▸ **What needs to be done**: Reproduce word for word the lines below, starting with the first line and ending with the line that holds "[(150, 204)]", both included.

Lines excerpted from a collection

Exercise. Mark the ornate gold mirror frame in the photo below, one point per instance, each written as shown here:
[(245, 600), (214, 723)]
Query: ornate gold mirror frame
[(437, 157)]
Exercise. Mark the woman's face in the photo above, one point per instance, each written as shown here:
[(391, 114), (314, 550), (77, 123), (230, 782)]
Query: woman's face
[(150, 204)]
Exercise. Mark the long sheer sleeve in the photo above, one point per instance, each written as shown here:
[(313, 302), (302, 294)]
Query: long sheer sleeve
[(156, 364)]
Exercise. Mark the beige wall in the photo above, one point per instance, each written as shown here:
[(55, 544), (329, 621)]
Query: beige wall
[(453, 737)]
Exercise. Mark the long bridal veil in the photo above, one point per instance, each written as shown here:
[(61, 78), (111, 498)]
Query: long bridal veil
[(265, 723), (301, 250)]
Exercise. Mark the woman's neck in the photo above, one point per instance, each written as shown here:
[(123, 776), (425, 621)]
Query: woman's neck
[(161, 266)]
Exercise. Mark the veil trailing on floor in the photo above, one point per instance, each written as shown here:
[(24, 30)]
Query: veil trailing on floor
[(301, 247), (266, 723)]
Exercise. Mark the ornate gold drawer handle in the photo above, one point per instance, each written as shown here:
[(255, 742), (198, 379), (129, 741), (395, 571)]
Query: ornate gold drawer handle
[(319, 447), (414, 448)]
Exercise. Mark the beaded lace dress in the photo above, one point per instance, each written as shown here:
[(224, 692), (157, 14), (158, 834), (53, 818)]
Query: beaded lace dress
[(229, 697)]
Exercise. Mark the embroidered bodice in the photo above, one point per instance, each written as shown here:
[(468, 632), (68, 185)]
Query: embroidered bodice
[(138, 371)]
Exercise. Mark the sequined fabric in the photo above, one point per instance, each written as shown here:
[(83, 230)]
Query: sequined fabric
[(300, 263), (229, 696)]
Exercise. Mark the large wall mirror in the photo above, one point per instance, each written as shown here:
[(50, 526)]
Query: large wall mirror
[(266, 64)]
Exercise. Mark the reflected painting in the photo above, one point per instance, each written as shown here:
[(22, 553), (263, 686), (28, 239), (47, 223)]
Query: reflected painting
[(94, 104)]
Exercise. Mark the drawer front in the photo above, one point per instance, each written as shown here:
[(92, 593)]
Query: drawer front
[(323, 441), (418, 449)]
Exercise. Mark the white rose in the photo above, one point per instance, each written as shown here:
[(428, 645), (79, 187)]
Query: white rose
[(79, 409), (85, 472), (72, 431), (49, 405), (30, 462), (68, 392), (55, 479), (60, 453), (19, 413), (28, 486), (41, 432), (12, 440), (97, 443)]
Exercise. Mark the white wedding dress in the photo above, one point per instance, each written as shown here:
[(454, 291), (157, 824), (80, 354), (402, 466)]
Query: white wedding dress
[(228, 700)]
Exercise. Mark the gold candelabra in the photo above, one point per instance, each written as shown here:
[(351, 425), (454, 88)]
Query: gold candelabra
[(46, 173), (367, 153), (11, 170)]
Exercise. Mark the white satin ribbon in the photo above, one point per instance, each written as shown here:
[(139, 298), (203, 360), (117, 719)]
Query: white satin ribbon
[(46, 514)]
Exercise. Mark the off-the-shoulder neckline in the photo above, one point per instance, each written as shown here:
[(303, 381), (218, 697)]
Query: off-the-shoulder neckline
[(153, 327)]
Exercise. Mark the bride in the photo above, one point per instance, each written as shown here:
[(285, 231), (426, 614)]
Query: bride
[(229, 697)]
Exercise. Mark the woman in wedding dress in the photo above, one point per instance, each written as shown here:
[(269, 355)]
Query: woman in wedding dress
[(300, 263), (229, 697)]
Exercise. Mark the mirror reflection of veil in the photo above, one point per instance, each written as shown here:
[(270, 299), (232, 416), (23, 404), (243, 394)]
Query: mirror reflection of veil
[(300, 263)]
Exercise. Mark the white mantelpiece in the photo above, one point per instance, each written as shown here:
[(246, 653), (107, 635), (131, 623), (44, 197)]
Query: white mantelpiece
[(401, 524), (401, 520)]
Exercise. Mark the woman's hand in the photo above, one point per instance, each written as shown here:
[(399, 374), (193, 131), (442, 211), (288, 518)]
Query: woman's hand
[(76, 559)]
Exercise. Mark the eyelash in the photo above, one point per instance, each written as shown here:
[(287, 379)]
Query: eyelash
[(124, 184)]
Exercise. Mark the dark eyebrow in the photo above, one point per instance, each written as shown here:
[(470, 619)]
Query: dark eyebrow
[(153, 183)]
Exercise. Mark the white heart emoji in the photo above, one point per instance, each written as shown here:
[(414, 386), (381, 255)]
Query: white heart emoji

▸ **Response below**:
Exercise. Mark the ornate gold mirror frame in the photo below, one point per instance, each written as shown here:
[(245, 600), (214, 723)]
Query: ornate gold mirror frame
[(437, 157)]
Exercise. Mark the woman's face in the photo above, one point per instance, each written as shown here:
[(391, 114), (314, 550), (77, 123), (230, 782)]
Query: woman's face
[(150, 204)]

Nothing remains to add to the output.